STUDY TEXT:
┄┄┄┄┄┄┄┄┄┄┄┄┄┄┄┄┄┄┄┄

At age 2, I was a candidate for a monkey heart transplant, as I had a perforated aortic valve and surgery on tissue with the consistency of wet-toilet paper in an infant had a very high mortality rate (the girl on the table before I went in had died). My parents declined the monkey transplant. Good thing. The intended recipients of multiple attempts at the monkey hearts, died. I eventually received a primitive mechanical implant, which I quickly outgrew. By the 80s I had another surgery to replace it (https://en.wikipedia.org/wiki/Bj%C3%B6rk%E2%80%93Shiley_valv...). This had it's own dangers, as the strut would fail along 2 ends of a sizing graph (most people were at the larger size end). I sat safely on the bell curve. I kept that into my 30s which caused various problems with the aortic stem and thickening of the left ventricle.

Now I'm rocking the On-X, which is superior in innumerable ways.


When I read stories like yours I can't believe how lucky 99.999% of us are. You were born just in time to catch this wave of improvements.


People love primates, specially big ones, and will get angry if in the future thousands of primates are used for organ harvest.

Pigs? People will make jokes like "If I pay for the heart transplant, do I get a free bacon?"

(Also, pigs have the correct size to get an organ usable in humans.)


Also, while pigs are naturally curious and definitely aren't dumb, I suspect our primate cousins are closer to us on the conciousness scale.

And yes, bacon. Combine the transplant with an offer on cheap pork, and we'll soon have heart transplants and bacon deliveries as a service. :D


Pigs are very anatomically similar to humans but due to being a food source there were probably also fewer ethical concerns compared to using primates.


It's really quite fascinating -- they aren't particularly close to us genetically, but because they're a similar sized mammal with an omnivore diet, you can teach their macro-biology from the same textbook.


Yep, back in high school we had a few days devoted to dissecting and documenting the anatomy of a fetal pig. It was really surprising how similar they actually were.


Because they're suitable enough (size, pump performance, etc) and also mass produce-able. The rest is for the same reason we don't eat Monkey bacon via mass farming of monkeys.


IANAD, but from what I remember back when trans-species heart transplant research started in the 80's, it was that pig heart tissue is most similar to human heart tissue.

Hopefully there is a D on HN who can explain better.


It would probably have to be a gorilla, chimp, or orangutan to be big enough to work in an adult human, and those are all endangered species.


From what I’ve read, the additional biological advantages are small but the additional ethical issues are large.

┄┄┄┄┄┄┄┄┄┄┄┄┄┄┄┄┄┄┄┄

RECORDED DATA:
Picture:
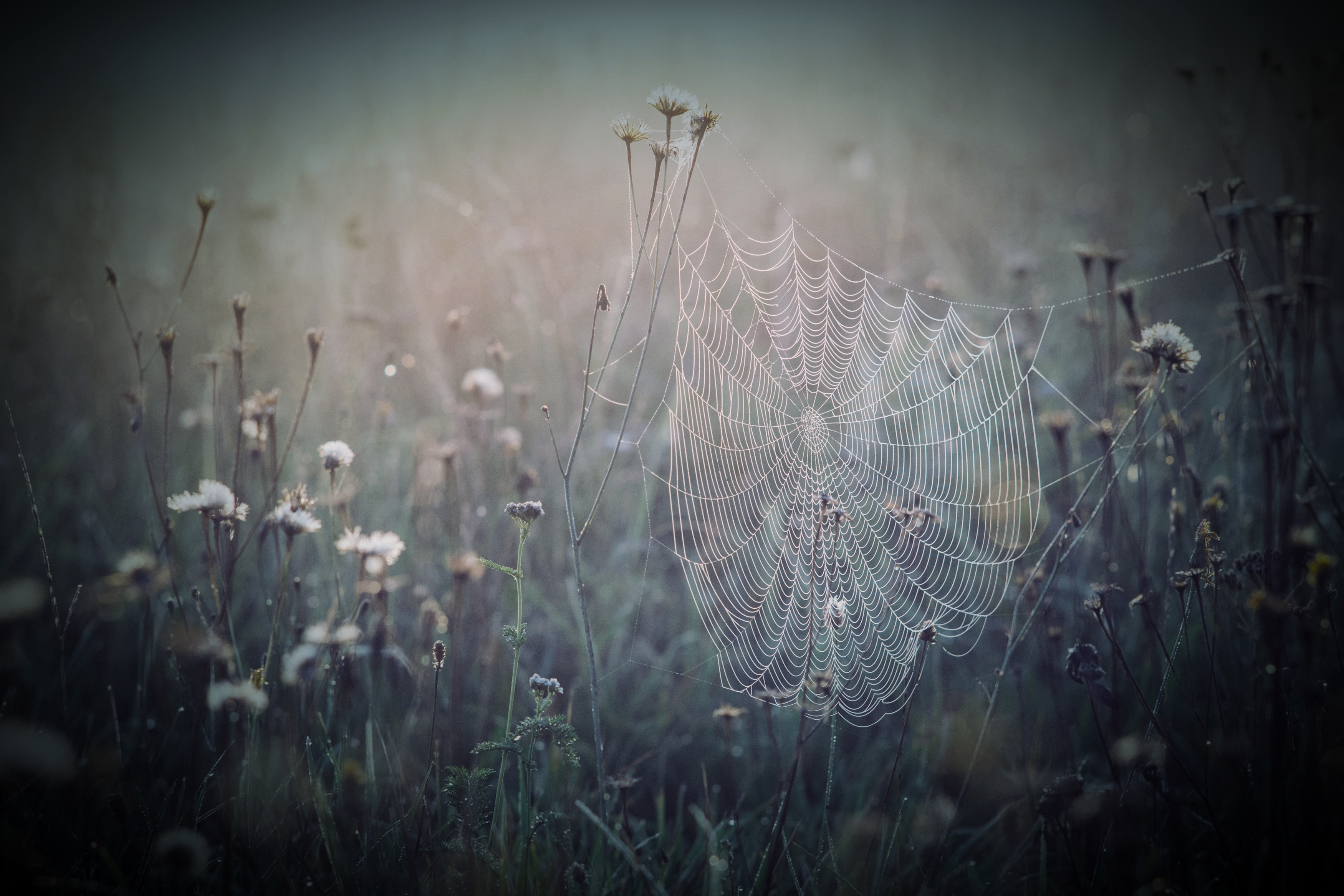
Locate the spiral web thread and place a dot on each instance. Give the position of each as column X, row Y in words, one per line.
column 844, row 470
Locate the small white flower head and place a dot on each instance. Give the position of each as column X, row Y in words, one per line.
column 292, row 522
column 836, row 609
column 680, row 151
column 1167, row 343
column 672, row 101
column 214, row 499
column 483, row 383
column 349, row 540
column 335, row 454
column 525, row 512
column 299, row 664
column 242, row 694
column 385, row 546
column 629, row 129
column 702, row 121
column 545, row 688
column 298, row 497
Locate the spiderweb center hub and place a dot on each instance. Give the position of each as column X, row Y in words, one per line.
column 812, row 429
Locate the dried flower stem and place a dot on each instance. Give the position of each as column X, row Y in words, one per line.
column 568, row 468
column 280, row 605
column 1015, row 634
column 46, row 562
column 508, row 719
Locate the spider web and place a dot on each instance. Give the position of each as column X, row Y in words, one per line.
column 850, row 462
column 846, row 470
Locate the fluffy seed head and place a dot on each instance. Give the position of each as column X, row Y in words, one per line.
column 545, row 688
column 525, row 512
column 672, row 101
column 214, row 499
column 241, row 692
column 629, row 129
column 1167, row 343
column 335, row 454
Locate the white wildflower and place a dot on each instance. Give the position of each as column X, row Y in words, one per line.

┄┄┄┄┄┄┄┄┄┄┄┄┄┄┄┄┄┄┄┄

BRIEF A: In the heart transplant discussion, copy the passage from "Also, while pigs" up to and including "the same textbook.".
BRIEF B: According to the heart transplant discussion, which valve does the first commenter say they have now?

WRITTEN SOLUTION A:
Also, while pigs are naturally curious and definitely aren't dumb, I suspect our primate cousins are closer to us on the conciousness scale.

And yes, bacon. Combine the transplant with an offer on cheap pork, and we'll soon have heart transplants and bacon deliveries as a service. :D


Pigs are very anatomically similar to humans but due to being a food source there were probably also fewer ethical concerns compared to using primates.


It's really quite fascinating -- they aren't particularly close to us genetically, but because they're a similar sized mammal with an omnivore diet, you can teach their macro-biology from the same textbook.

WRITTEN SOLUTION B: The On-X.